## PAGE EXCERPT
>>>
Newcastle v Hull Five Years On
I suppose on reflection it was a fairly steady opening to the season – 4 points from the first 3 games, although we just edged our winnable home game with a late goal by our key man.
We took one hiding but it involved getting one of the season’s thankless away trips out of the way and we made heavy weather of beating lower league opposition but still progressed in the league cup.
All this was set against a backdrop of ructions following the summer’s questionable transfer policy and Mike Ashley’s installation of one of his southern cronies in the Director of Football role, with protests planned against this at the forthcoming home game with Hull.
The above paragraph is deliberately ambiguous. That’s because (you can check it again) it can be used to describe either a) the last month or so, or b) the opening weeks of the 2008/09 season, where we ultimately got horrifically relegated. Michael Owen’s late goal beat Bolton, we were thrashed at Arsenal and Hull City’s infamous win at SJP was one of the most vicious and depressing days in our recent colourful history.
Now the Tigers return for only their second visit to Gallowgate in a Premier League game, with our old mate Mrs.Doubtfire at the helm and a determination not to be taken for newly promoted mugs.
The difference between the two scenarios above, of course, has been a moral boosting victory at Villa Park, instead of getting relegated there (for the record, it’s probably an astute tactic to try and avoid getting relegated anywhere at all when planning a successful season. In fact, the concept of not getting relegated will receive a hearty endorsement when I finally get round to publishing my Great Football Managerial Manual).
Off the back of this game, surely the mantra of ‘support the team, not the regime’ has never rung more true.
I recently read an opinion that, on that fateful day the parading of the ‘Cockney Mafia Out’ banner served to distract Charles N’Zogbia sufficiently that he allowed Hull past him to score what turned out to be their winner. Even if this is an extreme example, the toxic atmosphere cannot have been great for the United team to play in. The fact that an extra goal scored or prevented would have ultimately secured our Premier League lives makes this all the more pertinent.
A peruse of the recent edition of The Mag seems to reinforce that everyone is of a similar mindset. NUFC under Ashley is broken and there’s little chance for the situation to be salvaged, with hope directed only towards the day when we may part ways with the current overlords.
In the meantime we’ll support the team as ever because that’s what we do. I am confident that Saturday will be a firm display of both sides of these emotions.
<<<
(Collected data)
>>>
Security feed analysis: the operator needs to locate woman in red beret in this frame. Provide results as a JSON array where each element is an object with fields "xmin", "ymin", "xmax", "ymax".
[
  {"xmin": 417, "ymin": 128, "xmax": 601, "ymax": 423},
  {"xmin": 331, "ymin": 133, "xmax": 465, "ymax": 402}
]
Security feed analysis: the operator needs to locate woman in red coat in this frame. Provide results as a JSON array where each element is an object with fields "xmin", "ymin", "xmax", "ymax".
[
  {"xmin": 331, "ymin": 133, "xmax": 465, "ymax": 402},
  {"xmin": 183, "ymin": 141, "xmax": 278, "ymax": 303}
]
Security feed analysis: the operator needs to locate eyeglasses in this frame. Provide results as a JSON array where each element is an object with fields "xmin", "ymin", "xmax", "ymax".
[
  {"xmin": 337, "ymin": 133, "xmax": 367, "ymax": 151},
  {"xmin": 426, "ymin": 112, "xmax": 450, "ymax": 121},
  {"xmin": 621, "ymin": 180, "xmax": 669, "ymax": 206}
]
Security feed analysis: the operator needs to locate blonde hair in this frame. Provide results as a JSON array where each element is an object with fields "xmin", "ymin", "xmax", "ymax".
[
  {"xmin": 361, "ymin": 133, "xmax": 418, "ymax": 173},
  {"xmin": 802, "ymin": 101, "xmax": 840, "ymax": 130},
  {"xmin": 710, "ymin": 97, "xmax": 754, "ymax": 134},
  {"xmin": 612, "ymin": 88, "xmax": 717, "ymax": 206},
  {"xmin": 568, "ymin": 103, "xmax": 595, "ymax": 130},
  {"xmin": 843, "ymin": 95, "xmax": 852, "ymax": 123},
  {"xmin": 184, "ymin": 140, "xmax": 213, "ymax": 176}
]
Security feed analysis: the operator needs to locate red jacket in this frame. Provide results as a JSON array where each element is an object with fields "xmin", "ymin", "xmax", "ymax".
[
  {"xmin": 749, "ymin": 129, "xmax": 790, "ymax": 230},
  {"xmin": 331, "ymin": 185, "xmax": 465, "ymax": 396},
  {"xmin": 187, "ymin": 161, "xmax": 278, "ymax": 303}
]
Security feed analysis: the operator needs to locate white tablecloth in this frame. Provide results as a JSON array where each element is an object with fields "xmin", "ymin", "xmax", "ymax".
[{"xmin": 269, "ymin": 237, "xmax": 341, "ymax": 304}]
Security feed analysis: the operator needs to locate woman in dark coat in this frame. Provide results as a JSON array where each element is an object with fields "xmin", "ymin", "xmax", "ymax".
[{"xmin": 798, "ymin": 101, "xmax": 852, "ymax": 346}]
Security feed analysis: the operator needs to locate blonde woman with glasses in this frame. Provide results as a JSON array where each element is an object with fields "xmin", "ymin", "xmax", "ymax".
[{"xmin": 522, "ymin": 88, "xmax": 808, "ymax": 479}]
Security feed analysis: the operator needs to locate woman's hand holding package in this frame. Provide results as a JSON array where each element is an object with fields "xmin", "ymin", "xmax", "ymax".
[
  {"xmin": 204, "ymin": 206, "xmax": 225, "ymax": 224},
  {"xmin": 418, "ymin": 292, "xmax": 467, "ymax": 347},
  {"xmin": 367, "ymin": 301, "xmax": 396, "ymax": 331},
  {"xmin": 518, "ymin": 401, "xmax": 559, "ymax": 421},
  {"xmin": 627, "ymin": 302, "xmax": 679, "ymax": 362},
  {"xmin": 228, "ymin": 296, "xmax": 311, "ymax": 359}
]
<<<
>>>
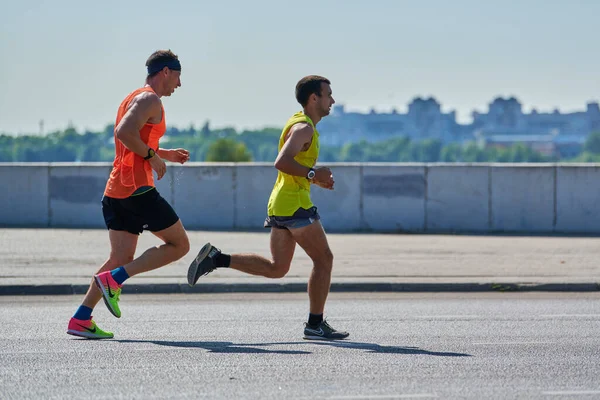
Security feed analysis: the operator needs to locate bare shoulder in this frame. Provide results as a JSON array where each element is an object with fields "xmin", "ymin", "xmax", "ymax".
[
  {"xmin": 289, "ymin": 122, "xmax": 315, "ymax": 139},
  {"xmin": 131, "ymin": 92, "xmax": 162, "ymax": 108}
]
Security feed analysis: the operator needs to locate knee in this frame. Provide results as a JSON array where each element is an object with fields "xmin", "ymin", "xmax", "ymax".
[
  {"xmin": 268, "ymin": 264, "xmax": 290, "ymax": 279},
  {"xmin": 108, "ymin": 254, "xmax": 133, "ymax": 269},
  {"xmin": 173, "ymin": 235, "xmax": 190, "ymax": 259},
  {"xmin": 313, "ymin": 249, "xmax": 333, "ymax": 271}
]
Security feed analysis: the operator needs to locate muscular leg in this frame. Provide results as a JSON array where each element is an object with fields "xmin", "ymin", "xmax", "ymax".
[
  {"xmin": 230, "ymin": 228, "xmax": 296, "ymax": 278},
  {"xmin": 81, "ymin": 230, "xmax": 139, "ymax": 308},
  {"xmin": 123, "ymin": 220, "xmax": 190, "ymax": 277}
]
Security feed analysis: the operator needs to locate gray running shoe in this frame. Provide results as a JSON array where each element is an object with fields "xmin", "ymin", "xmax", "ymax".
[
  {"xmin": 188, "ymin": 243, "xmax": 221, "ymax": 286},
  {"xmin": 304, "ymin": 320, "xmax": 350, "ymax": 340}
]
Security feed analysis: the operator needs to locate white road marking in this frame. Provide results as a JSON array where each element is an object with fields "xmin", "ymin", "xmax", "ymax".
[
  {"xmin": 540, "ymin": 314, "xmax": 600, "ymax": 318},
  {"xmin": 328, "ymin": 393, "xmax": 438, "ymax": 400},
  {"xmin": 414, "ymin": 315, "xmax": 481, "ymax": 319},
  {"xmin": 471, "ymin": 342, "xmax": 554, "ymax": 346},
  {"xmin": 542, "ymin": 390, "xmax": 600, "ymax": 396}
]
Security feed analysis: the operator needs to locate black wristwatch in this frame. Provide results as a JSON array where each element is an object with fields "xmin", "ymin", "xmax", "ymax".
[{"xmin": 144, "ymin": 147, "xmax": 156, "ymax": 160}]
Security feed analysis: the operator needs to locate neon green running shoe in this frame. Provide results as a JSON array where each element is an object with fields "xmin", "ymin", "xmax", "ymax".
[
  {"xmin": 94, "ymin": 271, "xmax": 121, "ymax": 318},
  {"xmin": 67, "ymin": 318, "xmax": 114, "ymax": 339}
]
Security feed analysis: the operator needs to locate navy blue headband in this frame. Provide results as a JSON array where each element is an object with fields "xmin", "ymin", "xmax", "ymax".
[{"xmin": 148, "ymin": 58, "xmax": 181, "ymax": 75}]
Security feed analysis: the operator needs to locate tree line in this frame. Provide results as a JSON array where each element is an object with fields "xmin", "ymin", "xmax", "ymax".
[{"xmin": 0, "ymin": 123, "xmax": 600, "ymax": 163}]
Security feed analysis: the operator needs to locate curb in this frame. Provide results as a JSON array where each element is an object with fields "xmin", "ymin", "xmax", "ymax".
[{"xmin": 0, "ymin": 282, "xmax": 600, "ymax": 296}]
<<<
## DESCRIPTION OF THE TASK
Write out the passage of the Newcastle v Hull article starting with "Off the back" and going on through "the current overlords.". The entries have nothing to do with what comes next.

## SOLUTION FOR THIS PROBLEM
Off the back of this game, surely the mantra of ‘support the team, not the regime’ has never rung more true.
I recently read an opinion that, on that fateful day the parading of the ‘Cockney Mafia Out’ banner served to distract Charles N’Zogbia sufficiently that he allowed Hull past him to score what turned out to be their winner. Even if this is an extreme example, the toxic atmosphere cannot have been great for the United team to play in. The fact that an extra goal scored or prevented would have ultimately secured our Premier League lives makes this all the more pertinent.
A peruse of the recent edition of The Mag seems to reinforce that everyone is of a similar mindset. NUFC under Ashley is broken and there’s little chance for the situation to be salvaged, with hope directed only towards the day when we may part ways with the current overlords.